* [Required work]
Repeat, word for word, each of the records shown below, without their pictures.

* [Information supplied]
'''

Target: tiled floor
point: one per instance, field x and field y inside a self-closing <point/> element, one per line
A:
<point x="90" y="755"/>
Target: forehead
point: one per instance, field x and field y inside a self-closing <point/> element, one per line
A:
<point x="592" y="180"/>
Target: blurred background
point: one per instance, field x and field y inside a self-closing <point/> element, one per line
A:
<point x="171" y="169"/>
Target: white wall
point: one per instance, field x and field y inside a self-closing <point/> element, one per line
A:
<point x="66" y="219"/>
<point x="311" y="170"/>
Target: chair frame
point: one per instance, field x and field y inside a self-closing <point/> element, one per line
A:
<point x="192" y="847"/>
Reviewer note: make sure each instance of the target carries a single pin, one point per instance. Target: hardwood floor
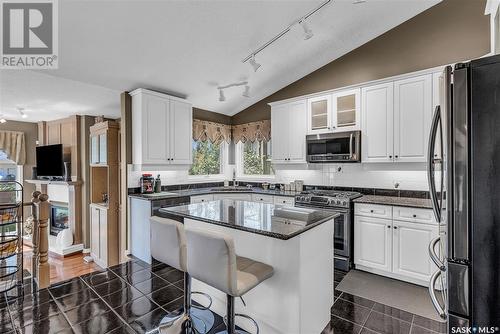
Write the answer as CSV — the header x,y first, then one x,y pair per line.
x,y
63,269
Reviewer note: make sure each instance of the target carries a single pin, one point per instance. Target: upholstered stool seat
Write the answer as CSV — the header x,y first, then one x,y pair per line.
x,y
169,246
212,259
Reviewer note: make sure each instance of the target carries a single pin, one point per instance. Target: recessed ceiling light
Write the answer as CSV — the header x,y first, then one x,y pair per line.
x,y
21,112
254,64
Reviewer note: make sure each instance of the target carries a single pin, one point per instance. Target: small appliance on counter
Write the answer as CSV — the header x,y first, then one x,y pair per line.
x,y
147,184
158,184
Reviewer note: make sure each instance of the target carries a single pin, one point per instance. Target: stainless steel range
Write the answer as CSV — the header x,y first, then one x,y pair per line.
x,y
338,201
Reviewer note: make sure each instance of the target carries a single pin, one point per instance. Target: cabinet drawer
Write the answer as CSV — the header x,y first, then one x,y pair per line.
x,y
282,200
414,215
262,198
202,198
373,210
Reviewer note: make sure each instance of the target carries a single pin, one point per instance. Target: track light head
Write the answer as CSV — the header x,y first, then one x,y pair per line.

'''

* [Problem solution]
Target: tiled floor
point: one per instance, field x and field y inside a self-closing <point/> element, one per line
A:
<point x="90" y="755"/>
Target: forehead
point: one per instance, field x and field y inside a self-closing <point/> element, one per line
A:
<point x="592" y="180"/>
Target: blurred background
point: one per instance, field x and field y inside a self-closing <point/> element, one per line
A:
<point x="171" y="169"/>
Target: white wall
point: one per instance, field x and field y inside a self-closing <point/> element, one per line
A:
<point x="66" y="219"/>
<point x="311" y="170"/>
Target: chair frame
point: one per instance, field x and field y inside a self-closing <point/> element, one per line
A:
<point x="192" y="847"/>
Reviewer note: make sure each instance of the target carries a single pin, one point per instance. Target: hardwood floor
Write the answer as CSV — the header x,y first, then one x,y pair per line.
x,y
63,269
Reviewer note: make sure each instance of the target carries a single pin, one point per instance. Target: upholstered stool seat
Write the answer as CSV — the header x,y first, then one x,y pair per line.
x,y
169,246
212,259
Reviewer note: make sure each instance of the target carries a single pin, one point per instance. Target: recessed ceiling light
Write the answer as CSV — the header x,y first, then one x,y pair per line.
x,y
21,112
254,64
Reviewer note: make sure each instance of the target carries a single pin, one point per instance. Target: small appliance on counter
Write the answer as CSV — the header x,y first, then one x,y pair per line.
x,y
147,184
158,184
Reviewer note: make sure each instance of the target carries a single pin, one point per instance. Target: stainless steel range
Write the answer as CSV — the header x,y first, then one x,y pair per line.
x,y
338,201
Reviewer note: make sure each instance of the target carries a single pin, one point per instance. Target: cabinet drawer
Write the answer as CSV — the header x,y first, then one x,y pair per line.
x,y
282,200
414,215
262,198
202,198
373,210
Reviewer note: make sure each instance of the target carries a single pin, one point per instance. Target: track light head
Write the answer as CSV — the header x,y first, then one x,y pair per line.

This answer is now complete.